# Task to carry out
Print the data that follows word for word, leaving out any picture.
--- Records for this exercise ---
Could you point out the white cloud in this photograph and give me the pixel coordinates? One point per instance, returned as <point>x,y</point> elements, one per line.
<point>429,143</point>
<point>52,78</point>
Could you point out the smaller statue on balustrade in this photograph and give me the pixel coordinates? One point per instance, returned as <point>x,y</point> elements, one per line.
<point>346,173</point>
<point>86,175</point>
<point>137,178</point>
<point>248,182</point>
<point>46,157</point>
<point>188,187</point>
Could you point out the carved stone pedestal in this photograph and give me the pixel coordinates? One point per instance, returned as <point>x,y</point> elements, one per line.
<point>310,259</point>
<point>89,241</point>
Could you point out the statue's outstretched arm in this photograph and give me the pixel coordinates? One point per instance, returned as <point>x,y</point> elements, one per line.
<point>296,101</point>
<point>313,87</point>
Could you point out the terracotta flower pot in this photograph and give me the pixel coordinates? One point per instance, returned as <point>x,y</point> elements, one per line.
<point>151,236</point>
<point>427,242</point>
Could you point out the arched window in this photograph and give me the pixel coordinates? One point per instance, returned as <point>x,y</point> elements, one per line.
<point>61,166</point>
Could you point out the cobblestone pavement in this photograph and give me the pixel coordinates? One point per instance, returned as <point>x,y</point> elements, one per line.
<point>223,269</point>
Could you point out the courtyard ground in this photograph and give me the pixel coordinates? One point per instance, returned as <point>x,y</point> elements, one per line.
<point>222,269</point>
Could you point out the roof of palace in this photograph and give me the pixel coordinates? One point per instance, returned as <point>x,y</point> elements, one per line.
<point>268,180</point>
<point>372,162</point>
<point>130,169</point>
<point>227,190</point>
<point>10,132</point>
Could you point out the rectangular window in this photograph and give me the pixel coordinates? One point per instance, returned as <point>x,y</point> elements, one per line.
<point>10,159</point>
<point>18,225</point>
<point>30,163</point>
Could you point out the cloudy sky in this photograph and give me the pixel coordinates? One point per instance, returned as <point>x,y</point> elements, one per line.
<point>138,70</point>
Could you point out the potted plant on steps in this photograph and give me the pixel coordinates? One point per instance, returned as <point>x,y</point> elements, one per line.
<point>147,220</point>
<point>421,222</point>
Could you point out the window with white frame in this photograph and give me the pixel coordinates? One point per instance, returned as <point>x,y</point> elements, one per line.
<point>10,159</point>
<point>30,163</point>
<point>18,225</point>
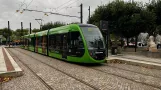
---
# Answer to the problem
Could you point out the white cloud in this photograph and give me the pixel coordinates? One point per instance, returned as <point>x,y</point> elements, one per line.
<point>429,143</point>
<point>52,78</point>
Could you point out the smaller statue on balustrade in this photograph and give me the pixel coordinates? One point per instance, returned as <point>x,y</point> elements, one per line.
<point>346,173</point>
<point>86,175</point>
<point>137,178</point>
<point>248,182</point>
<point>46,157</point>
<point>188,187</point>
Could you point out the carved stone pedestal in this photograph and give me the pixel coordinates? One point per instance, returned as <point>x,y</point> elements, one per line.
<point>310,259</point>
<point>89,241</point>
Could you point out the statue's outstretched arm in this photograph and give me the pixel coordinates? One point per instance, returned as <point>x,y</point> elements, one per line.
<point>296,101</point>
<point>313,87</point>
Could you point out the terracotta flower pot in this photograph and give me the pixel coordinates? One point per instance, returned as <point>x,y</point> elements, one per line.
<point>151,236</point>
<point>427,242</point>
Could you point out the arched window in this photograph and give me the pixel coordinates? One point per instance, returned as <point>x,y</point> elements, one per line.
<point>61,166</point>
Could you point out the cobblestone pavement in this photograph and give me the pixel coordinates? One point per instance, returned as <point>x,y</point> elements, one per line.
<point>223,269</point>
Could you point out the courtyard ground in this photograph and give me the pixel coordinates? One point per instance, returned as <point>x,y</point> elements, one per line.
<point>222,269</point>
Could you point out the roof of palace in this photograph and give me the pixel coordinates? One point per instance, returned as <point>x,y</point> elements, one per line.
<point>268,180</point>
<point>372,162</point>
<point>130,169</point>
<point>227,190</point>
<point>10,132</point>
Could you point out the rectangular window in this photograph and give me the pixel coordinates? One point per instance, returned as <point>x,y</point> elements, one per line.
<point>10,159</point>
<point>18,225</point>
<point>30,163</point>
Could you point out the cloudy sky in this photograph and give me the pixel coordinates? One point per instance, returned as <point>x,y</point> elements, one per line.
<point>138,70</point>
Could you point out the potted plant on steps in this photograph and give me the pixel coordinates? One point per instance, returned as <point>x,y</point> elements, one per line.
<point>147,220</point>
<point>421,222</point>
Could you point out the window with white frame in this photograph and give me the pixel coordinates? One point per instance, returned as <point>x,y</point> elements, one per line.
<point>10,159</point>
<point>30,163</point>
<point>18,225</point>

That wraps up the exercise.